Point annotation items:
◇ ◇ ◇ ◇ ◇ ◇ ◇

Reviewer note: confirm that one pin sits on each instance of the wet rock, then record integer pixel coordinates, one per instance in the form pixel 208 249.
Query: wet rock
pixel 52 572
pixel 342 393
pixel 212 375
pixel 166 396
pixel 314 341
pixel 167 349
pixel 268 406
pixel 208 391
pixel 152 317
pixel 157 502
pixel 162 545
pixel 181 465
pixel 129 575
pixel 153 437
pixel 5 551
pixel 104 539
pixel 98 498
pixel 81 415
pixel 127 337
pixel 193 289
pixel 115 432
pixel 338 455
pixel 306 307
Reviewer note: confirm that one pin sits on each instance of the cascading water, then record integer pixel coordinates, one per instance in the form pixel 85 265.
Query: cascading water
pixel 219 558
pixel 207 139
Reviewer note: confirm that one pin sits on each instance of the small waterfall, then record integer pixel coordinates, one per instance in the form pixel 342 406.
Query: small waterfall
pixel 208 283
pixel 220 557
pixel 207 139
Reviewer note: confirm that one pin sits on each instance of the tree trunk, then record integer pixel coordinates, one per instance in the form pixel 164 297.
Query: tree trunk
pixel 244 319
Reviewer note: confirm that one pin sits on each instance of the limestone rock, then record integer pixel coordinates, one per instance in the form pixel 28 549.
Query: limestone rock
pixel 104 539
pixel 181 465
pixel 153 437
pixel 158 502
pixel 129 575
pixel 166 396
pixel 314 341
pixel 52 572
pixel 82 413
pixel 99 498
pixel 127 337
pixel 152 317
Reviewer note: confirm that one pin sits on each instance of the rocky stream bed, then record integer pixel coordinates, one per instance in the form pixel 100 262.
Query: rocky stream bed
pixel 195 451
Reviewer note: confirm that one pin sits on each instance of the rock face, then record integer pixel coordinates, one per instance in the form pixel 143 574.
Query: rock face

◇ ◇ ◇ ◇ ◇ ◇ ◇

» **What to work on**
Copy all of the items above again, changing every "Reviewer note" to "Annotator note" and leaving everything else as it is.

» **Written solution**
Annotator note: confirm that one pin sits on each instance of the wet rock, then record integer pixel coordinates, one per instance in the form pixel 208 249.
Query: wet rock
pixel 52 572
pixel 342 393
pixel 212 375
pixel 166 396
pixel 314 341
pixel 167 349
pixel 268 406
pixel 208 391
pixel 152 317
pixel 157 502
pixel 162 545
pixel 181 465
pixel 129 575
pixel 153 437
pixel 5 551
pixel 104 539
pixel 98 498
pixel 81 415
pixel 127 337
pixel 193 289
pixel 115 432
pixel 338 455
pixel 306 307
Annotator note: confirm that one pin sits on each instance of the cascading water, then record integer pixel coordinates, one per instance in the form pixel 85 265.
Query: cascading water
pixel 219 558
pixel 207 139
Annotator note: confirm that one pin sits on each instance of the small waterfall, then record integer pixel coordinates, one per instance in the form pixel 342 406.
Query: small waterfall
pixel 208 283
pixel 220 557
pixel 207 139
Annotator note: confirm that one pin sits on each instance of the tree trunk, then record integer pixel coordinates, one per instance in the form pixel 164 297.
Query: tree trunk
pixel 244 319
Annotator note: confirm that one pin sits on each instance of the limestone rock, then record integer pixel coordinates, one per instance in the form pixel 28 549.
Query: limestone rock
pixel 104 539
pixel 181 465
pixel 153 437
pixel 158 502
pixel 129 575
pixel 166 396
pixel 314 341
pixel 52 572
pixel 82 413
pixel 99 498
pixel 127 337
pixel 152 317
Annotator note: confirm that one pin sits on each instance of the rocky stream bed, then record integer pixel coordinates, one per instance in the form pixel 100 262.
Query: rocky stream bed
pixel 195 451
Annotator note: confirm that one pin sits on each instance of the rock face, then record integer pixel coordinates, one per instance in the form pixel 143 574.
Query: rock face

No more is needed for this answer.